## PARTS OF THE EXERCISE:
[1] In the blog excerpt about a weekend trip to Ocean Drive, what pair of jeans did the writer find that zipped up?
[2] Write the next part of the blog excerpt about a weekend on Ocean Drive, starting after its final sentence.
──────── TEXT EXCERPT ────────
When I was on Ocean Drive, I had to stop, take in the scenery, and take a picture of the view. If you have never been in front of the ocean, you dont know what you are missing. View of Marina

It makes my heart dance to be in front of the water and to smell the cool ocean breeze. No wonder I miss it!  I wasnt really dressed to take a picture. The outfit I was wearing was one that I couldnt get into and it fits really loose now, except at the bust. ha ha... but this jogger volunteered to take my picture, so if it turns out alright, I may put it in my journal, but I really need to take my picture in something more fitted.

Bayfront View at Night

I found a size 4 pair of Gloria Vanderbilt jeans and was surprised that they zipped up! WOW! I also bought 2 pairs of size 4 capris. I still need to work on reshaping my upper bod and whittling a smaller waist. I'm pretty sure I didnt lose any weight over the weekend, but I couldnt walk away from the area without eating a seafood platter on Saturday and a sinful bean taco from Baca's on Sunday. That's not too bad!!! The best thing is that I feel so relaxed. I hope this feeling lasts for the whole week! ha ha Definitely need to make time to take more mini-breaks! =.)

USS Lexington

Friday, March 5, 2004

Breast Cancer Fund Raiser

Joyce Meyer's message today was to increase your sowing by keeping your eyes open for opportunites to give.
──────── INFORMATION SHOWN ────────
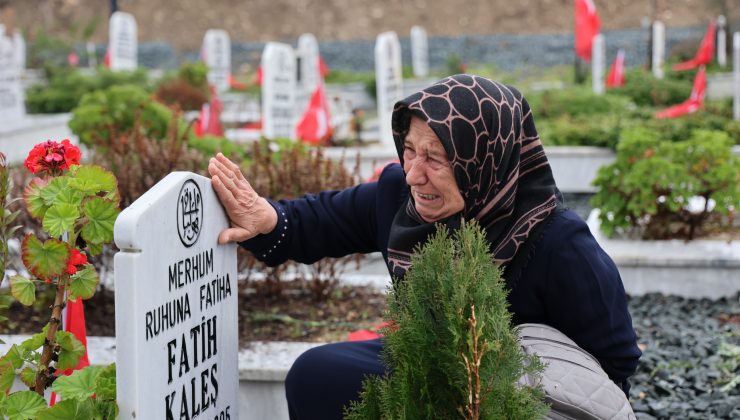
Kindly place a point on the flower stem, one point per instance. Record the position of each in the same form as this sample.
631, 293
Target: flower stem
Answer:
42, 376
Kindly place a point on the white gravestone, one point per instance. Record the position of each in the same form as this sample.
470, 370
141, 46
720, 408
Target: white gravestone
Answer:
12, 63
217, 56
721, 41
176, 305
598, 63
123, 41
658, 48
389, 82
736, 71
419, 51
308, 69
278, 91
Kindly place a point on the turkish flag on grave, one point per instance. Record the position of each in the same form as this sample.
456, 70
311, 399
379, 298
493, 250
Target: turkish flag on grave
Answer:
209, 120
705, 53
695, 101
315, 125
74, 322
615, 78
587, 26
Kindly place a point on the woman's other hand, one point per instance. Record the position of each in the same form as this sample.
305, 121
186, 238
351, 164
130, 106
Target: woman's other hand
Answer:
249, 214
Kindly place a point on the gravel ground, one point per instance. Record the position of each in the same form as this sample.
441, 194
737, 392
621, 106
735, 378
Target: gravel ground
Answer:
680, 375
────────
──────── INFORMATION SHOWN ────────
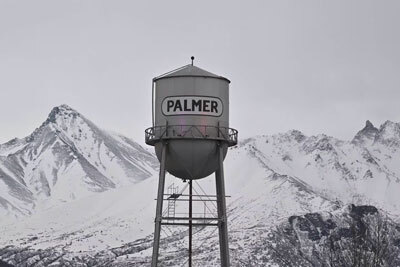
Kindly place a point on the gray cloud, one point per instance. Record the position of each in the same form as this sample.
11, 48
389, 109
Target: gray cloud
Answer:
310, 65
────────
──────── INFORMATION SHOWN ────────
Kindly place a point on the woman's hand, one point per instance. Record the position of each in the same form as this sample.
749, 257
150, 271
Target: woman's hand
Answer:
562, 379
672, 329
────────
## RESPONSES PER TASK:
[1] A size 4 pair of Gloria Vanderbilt jeans.

[2]
My daughter is participating in the

Susan G Komen Breast Cancer Foundation

fund raising event of March 27, 2004. If you would like to donate some funds to this cause, I have provided the hyperlink in the favorite site section of my journal.

149.5

Wow! Cannot believe how my body is reshaping itself. Is there such a thing as having sexy, cornered shoulders?!!! Looks like there is hope at the possibility of getting slimmer arms! =.) I dont know how much more weight I have to lose. I am allowing my body to be my guide. All I know is that even at this weight, I definitely am impressed with the results I am getting from this program. Oh, would be so nice to be able to wear skimpy summer clothes! Visualizing sundresses and halter tops! Also, everybody says that when you lose weight, your breasts get smaller. I suppose if I was running, that might happen. At my age, I have to consider the mishaps of gravity, but walking hasnt interfered with "the girls" at all. In fact, I havent had to buy a different bra size yet and I am definitely the same cup size! =.)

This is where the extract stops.